• Set problem:
Select and copy each line in the items below that contains the string "knit".

++++ Records supplied ++++

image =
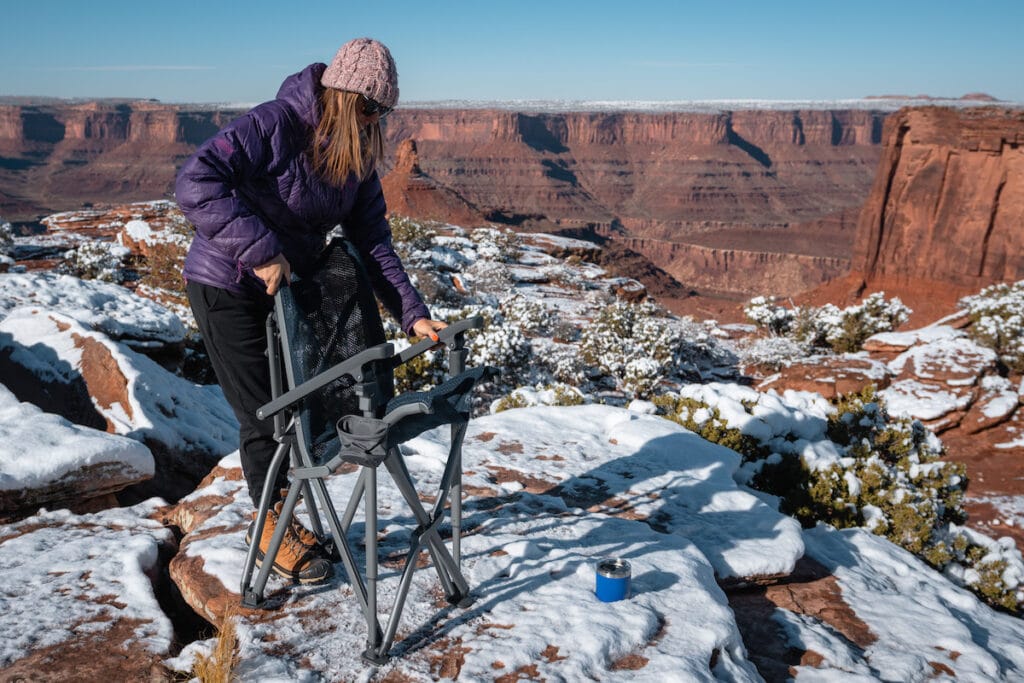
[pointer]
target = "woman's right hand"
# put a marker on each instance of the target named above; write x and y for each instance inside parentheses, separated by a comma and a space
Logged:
(273, 271)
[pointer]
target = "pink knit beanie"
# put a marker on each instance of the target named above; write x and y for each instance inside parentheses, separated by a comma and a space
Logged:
(366, 67)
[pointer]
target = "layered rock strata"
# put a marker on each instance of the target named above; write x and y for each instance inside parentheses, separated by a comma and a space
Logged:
(944, 214)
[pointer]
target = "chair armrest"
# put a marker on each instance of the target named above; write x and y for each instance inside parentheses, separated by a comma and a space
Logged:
(445, 336)
(353, 367)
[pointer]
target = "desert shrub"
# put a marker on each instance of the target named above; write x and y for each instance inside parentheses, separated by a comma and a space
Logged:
(707, 422)
(502, 345)
(531, 316)
(6, 238)
(489, 280)
(624, 332)
(562, 363)
(856, 324)
(841, 330)
(411, 236)
(997, 321)
(888, 476)
(496, 245)
(764, 312)
(96, 260)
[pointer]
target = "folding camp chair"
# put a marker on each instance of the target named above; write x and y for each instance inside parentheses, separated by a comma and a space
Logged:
(326, 338)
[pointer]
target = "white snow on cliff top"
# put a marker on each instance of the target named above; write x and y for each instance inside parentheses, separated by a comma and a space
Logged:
(701, 105)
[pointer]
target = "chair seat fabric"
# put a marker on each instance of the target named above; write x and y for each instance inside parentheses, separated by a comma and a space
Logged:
(449, 402)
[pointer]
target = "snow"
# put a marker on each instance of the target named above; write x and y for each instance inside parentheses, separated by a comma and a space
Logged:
(707, 105)
(101, 306)
(67, 577)
(551, 491)
(918, 615)
(58, 447)
(160, 406)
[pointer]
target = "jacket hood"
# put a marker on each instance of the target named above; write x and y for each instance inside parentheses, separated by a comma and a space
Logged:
(301, 92)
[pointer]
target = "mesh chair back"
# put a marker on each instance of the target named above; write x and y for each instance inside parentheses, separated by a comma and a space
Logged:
(329, 315)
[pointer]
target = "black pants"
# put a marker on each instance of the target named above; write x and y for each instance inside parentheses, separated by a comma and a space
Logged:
(233, 329)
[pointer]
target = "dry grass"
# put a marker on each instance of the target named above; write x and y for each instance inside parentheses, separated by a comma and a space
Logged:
(217, 667)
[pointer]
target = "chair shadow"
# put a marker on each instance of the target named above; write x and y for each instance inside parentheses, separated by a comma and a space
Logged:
(621, 480)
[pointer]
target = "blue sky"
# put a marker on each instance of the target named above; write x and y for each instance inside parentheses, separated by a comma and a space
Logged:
(185, 50)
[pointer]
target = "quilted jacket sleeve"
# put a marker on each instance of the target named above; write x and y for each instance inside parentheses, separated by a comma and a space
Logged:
(209, 182)
(367, 227)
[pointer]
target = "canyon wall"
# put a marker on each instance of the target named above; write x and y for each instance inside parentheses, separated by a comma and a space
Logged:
(718, 199)
(60, 157)
(659, 175)
(945, 214)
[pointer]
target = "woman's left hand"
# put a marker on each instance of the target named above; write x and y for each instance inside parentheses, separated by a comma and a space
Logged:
(427, 328)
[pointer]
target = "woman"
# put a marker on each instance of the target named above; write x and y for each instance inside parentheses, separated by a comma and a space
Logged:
(263, 194)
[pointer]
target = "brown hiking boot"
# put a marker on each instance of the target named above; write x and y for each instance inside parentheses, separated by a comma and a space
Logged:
(295, 559)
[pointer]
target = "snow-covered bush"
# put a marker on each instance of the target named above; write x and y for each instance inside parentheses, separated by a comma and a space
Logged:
(531, 316)
(562, 363)
(6, 238)
(635, 345)
(841, 330)
(489, 279)
(860, 468)
(764, 312)
(410, 235)
(997, 321)
(504, 346)
(96, 260)
(496, 245)
(771, 353)
(846, 330)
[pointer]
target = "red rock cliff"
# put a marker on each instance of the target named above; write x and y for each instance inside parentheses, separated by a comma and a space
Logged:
(945, 213)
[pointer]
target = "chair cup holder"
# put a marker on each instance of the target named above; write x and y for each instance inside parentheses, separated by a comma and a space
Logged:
(364, 440)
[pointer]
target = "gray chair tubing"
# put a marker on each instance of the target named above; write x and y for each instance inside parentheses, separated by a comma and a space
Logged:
(308, 478)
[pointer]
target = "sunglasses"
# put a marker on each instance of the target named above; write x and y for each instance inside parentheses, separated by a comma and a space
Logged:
(372, 107)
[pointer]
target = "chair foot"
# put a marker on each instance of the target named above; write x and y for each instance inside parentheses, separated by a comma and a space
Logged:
(461, 599)
(253, 600)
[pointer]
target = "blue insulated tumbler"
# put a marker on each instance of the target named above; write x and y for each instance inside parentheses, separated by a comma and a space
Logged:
(612, 580)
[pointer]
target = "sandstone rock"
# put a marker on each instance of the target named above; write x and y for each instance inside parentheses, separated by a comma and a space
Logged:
(80, 597)
(50, 462)
(811, 592)
(410, 191)
(830, 376)
(187, 427)
(105, 307)
(942, 217)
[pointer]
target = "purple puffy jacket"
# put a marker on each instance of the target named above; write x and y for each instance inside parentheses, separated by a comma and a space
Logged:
(252, 194)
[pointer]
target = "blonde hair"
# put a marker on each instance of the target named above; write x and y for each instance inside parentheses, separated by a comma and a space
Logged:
(340, 146)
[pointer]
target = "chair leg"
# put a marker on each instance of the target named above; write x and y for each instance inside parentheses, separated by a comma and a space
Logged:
(253, 596)
(456, 588)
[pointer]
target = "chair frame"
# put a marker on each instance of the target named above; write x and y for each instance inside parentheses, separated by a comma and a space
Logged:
(308, 481)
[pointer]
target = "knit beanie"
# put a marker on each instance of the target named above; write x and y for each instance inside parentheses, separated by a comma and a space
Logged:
(366, 67)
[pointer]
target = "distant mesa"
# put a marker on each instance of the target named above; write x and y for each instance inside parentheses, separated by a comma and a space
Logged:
(969, 97)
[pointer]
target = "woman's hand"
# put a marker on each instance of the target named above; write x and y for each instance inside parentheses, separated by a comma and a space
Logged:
(427, 328)
(273, 271)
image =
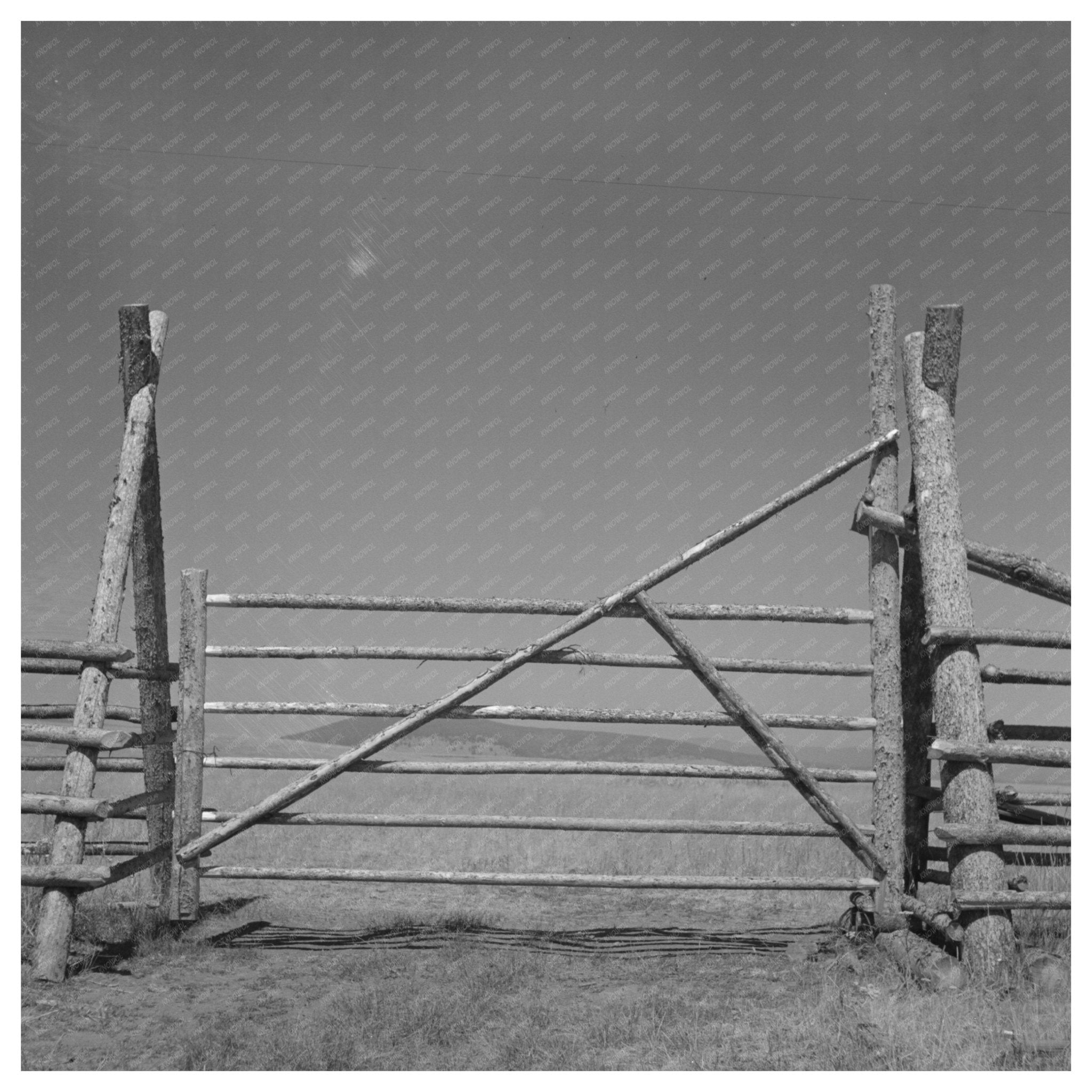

++++

• Exercise output:
target = "pink knit beanie"
target = "knit beanie"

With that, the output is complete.